OBJECTIVE 1:
According to the patch page, who is the patch delegated to?
OBJECTIVE 2:
Restate the paragraph of the patch page that begins "This patch adds the missing signal handler" in one shorter sentence, keeping its main facts.
OBJECTIVE 3:
Resume the patch page right after its final line.

[v4,2/5] examples/multi_process: cleanup bus objects while terminating app

Message ID 20201008153048.19369-2-rohit.raj@nxp.com (mailing list archive)
State Superseded, archived
Delegated to: Thomas Monjalon
Headers
Series [v4,1/5] eal: add API for bus close |

Checks

Context Check Description
ci/checkpatch success coding style OK

Commit Message

Rohit Raj Oct. 8, 2020, 3:30 p.m. UTC
  From: Rohit Raj <rohit.raj@nxp.com>

Certain bus objects may need to be closed and re-acquired
while terminating and rerunning the client application.
Hence a signal handler is required to catch the termination
of the App and hence closing the bus objects.

This patch adds the missing signal handler in the client
app and closes the Bus objects in both client and server
applications when the signal Handler is called.

Signed-off-by: Rohit Raj <rohit.raj@nxp.com>
---
 .../multi_process/client_server_mp/mp_client/client.c | 11 +++++++++++
 .../multi_process/client_server_mp/mp_server/main.c   |  4 +++-
 2 files changed, 14 insertions(+), 1 deletion(-)

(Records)
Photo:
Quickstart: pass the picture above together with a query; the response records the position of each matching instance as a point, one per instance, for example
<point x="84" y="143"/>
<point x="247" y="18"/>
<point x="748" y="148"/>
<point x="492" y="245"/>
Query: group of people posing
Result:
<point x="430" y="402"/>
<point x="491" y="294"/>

EXERCISE ANSWER 1:
Thomas Monjalon

EXERCISE ANSWER 2:
The patch adds a signal handler to the client app and, when the handler runs, closes the bus objects in both the client and server applications.

EXERCISE ANSWER 3:
Comments

David Marchand Oct. 18, 2020, 9:25 a.m. UTC | #1
On Thu, Oct 8, 2020 at 5:31 PM <rohit.raj@nxp.com> wrote:
>
> From: Rohit Raj <rohit.raj@nxp.com>
>
> Certain bus objects may need to be closed and re-acquired
> while terminating and rerunning the client application.
> Hence a signal handler is required to catch the termination
> of the App and hence closing the bus objects.
>
> This patch adds the missing signal handler in the client
> app and closes the Bus objects in both client and server
> applications when the signal Handler is called.
>
> Signed-off-by: Rohit Raj <rohit.raj@nxp.com>
> ---
>  .../multi_process/client_server_mp/mp_client/client.c | 11 +++++++++++
>  .../multi_process/client_server_mp/mp_server/main.c   |  4 +++-
>  2 files changed, 14 insertions(+), 1 deletion(-)
>
> diff --git a/examples/multi_process/client_server_mp/mp_client/client.c b/examples/multi_process/client_server_mp/mp_client/client.c
> index 361d90b54..c37516b4c 100644
> --- a/examples/multi_process/client_server_mp/mp_client/client.c
> +++ b/examples/multi_process/client_server_mp/mp_client/client.c
> @@ -11,6 +11,7 @@
>  #include <stdlib.h>
>  #include <getopt.h>
>  #include <string.h>
> +#include <signal.h>
>
>  #include <rte_common.h>
>  #include <rte_malloc.h>
> @@ -196,6 +197,14 @@ handle_packet(struct rte_mbuf *buf)
>
>  }
>
> +static void
> +signal_handler(int signal)
> +{
> +       if (signal == SIGINT)
> +               rte_eal_cleanup();
> +       exit(0);
> +}

Calling rte_eal_cleanup from a signal handler is a bad idea.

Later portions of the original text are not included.